Mettez à jour le passage du texte sur les Frères musulmans qui va de « En fait, les » à « concurrence politique. » : recopiez-le en remplaçant « épineuse » par « conflictuelle ».

#### [Texte à lire]
>>>>>
Frères Musulmans .
En envisageant de créer un parti, la confrérie pourra-t-elle
se défaire de sa base idéologique fondée sur un islam pur et
dur pour accéder à la sphère politique ?
Analyse.
La confrérie et la participation au domaine public
Aussi bien lors du siècle dernier qu’en ce nouveau siècle,
le conflit entre le pouvoir et les Frères musulmans est
apparu comme une fatalité pour l’Egypte ; une lourde charge
qui pèse sur le processus de réforme politique et
démocratique et que le pays ne saurait ignorer. Voire, c’est
une bombe à retardement susceptible d’exploser au visage de
toute personne qui ose l’approcher pour lui trouver une
solution politique. Et ce, en partant de l’hypothèse que les
Frères représentent un danger pour la démocratie, un groupe
avec lequel il ne faut pas traiter, non parce qu’il
constitue un problème politique, mais surtout sécuritaire.
En fait, les relations entre les Frères musulmans et le
pouvoir politique ont toujours été de nature épineuse et ce,
depuis la création de la confrérie par Hassan Al-Banna en
1928 et jusqu’à nos jours. Ces rapports ont été situés sous
le signe de l’alternance entre périodes d’accalmie et
d’autres de confrontation. Depuis, les deux parties sont
restées en face-à-face. Ni la confrérie, ni le pouvoir ne
sont tombés. Il est devenu important de chercher un espace «
politique » pour résoudre le dilemme des Frères et du régime
en place ; un espace qui offrirait une base pour
l’élaboration d’une solution, ne serait-ce que lors d’une
future génération, capable de créer un champ civil de
concurrence politique.
On pourrait considérer que durant son existence qui s’étend
sur 80 ans, la confrérie a témoigné d’une vie intérieure
riche de diversité intellectuelle et de générations. Elle a
ainsi acquis une souplesse intellectuelle et politique lui
permettant d’avoir une vision globale de l’islam, permettant
aux Frères d’être des politiciens s’ils le souhaitent, des
prêcheurs de bonnes mœurs s’ils le préfèrent, des
prédicateurs occupant les tribunes des mosquées, des députés
sous le dôme du Parlement, des soufis ou des
révolutionnaires, et d’avoir parmi leurs dirigeants aussi
bien le juge conservateur Hassan Al-Hodeibi que le militant
radical Sayed Qotb.
Récemment, le discours sur les tentatives des Frères pour
fonder un parti politique a rouvert le débat sur leurs
vraies intentions et soulevé de nombreuses questions sur
leur aptitude à former un parti politique civil séparé de la
confrérie religieuse, surtout que les Frères ont toujours
été soucieux de mélanger le politique et le religieux, comme
s’ils protégeaient ainsi leur identité en considérant que
toute agression contre eux est une offense à l’islam ou aux
« musulmans pratiquants ». Aussi, le processus de
recrutement des Frères continue à se baser sur la
prédication « politico-religieuse » : un citoyen chrétien ne
saurait jamais être admis en tant que membre de la Confrérie
des Frères musulmans, étant donné les conditions et critères
religieux nécessaires à l’adhésion.
<<<<<
#### [Entrées]
>>>>>
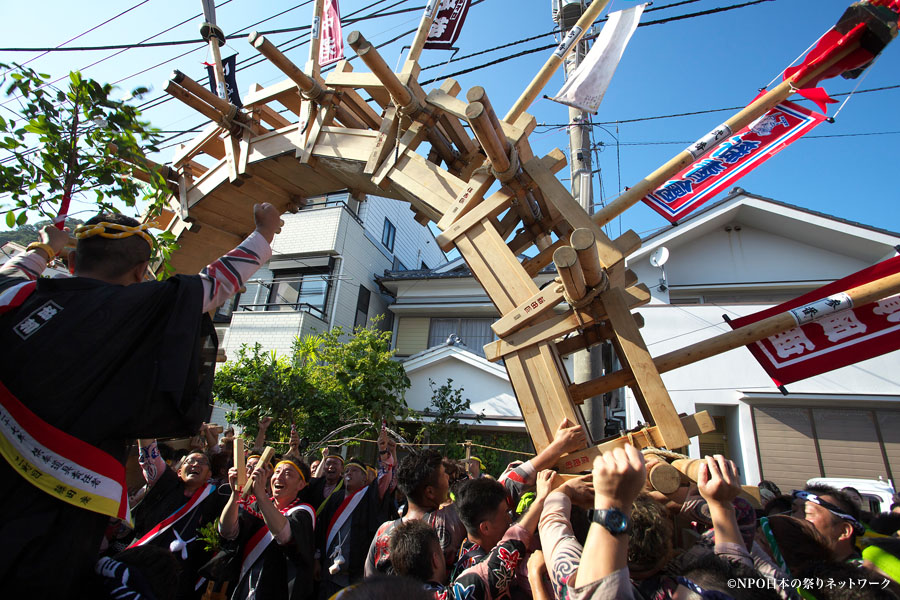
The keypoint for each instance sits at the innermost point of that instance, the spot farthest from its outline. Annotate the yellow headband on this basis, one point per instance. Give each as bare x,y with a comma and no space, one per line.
<<<<<
>>>>>
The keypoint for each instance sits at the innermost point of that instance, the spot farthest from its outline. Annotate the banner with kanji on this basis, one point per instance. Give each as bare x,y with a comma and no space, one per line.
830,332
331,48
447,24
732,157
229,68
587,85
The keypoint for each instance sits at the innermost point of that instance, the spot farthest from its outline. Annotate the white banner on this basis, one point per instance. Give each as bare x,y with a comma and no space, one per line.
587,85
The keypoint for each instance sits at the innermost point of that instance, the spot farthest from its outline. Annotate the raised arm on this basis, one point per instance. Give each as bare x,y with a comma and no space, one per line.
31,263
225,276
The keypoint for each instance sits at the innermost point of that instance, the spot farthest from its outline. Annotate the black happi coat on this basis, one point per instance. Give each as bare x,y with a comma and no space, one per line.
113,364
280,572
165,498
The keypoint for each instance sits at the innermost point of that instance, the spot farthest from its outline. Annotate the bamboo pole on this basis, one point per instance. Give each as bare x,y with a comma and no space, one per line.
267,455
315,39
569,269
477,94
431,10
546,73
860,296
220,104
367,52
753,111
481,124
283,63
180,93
<<<<<
>>>>>
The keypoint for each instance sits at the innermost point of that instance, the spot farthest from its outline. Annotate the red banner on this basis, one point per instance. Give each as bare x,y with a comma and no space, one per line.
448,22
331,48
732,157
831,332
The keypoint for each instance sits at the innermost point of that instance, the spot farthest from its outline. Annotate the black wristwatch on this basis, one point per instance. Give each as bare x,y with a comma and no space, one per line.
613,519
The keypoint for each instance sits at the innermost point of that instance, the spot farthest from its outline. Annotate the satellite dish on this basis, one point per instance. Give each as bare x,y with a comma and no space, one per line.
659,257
<<<<<
#### [Réponse complète]
En fait, les relations entre les Frères musulmans et le
pouvoir politique ont toujours été de nature conflictuelle et ce,
depuis la création de la confrérie par Hassan Al-Banna en
1928 et jusqu’à nos jours. Ces rapports ont été situés sous
le signe de l’alternance entre périodes d’accalmie et
d’autres de confrontation. Depuis, les deux parties sont
restées en face-à-face. Ni la confrérie, ni le pouvoir ne
sont tombés. Il est devenu important de chercher un espace «
politique » pour résoudre le dilemme des Frères et du régime
en place ; un espace qui offrirait une base pour
l’élaboration d’une solution, ne serait-ce que lors d’une
future génération, capable de créer un champ civil de
concurrence politique.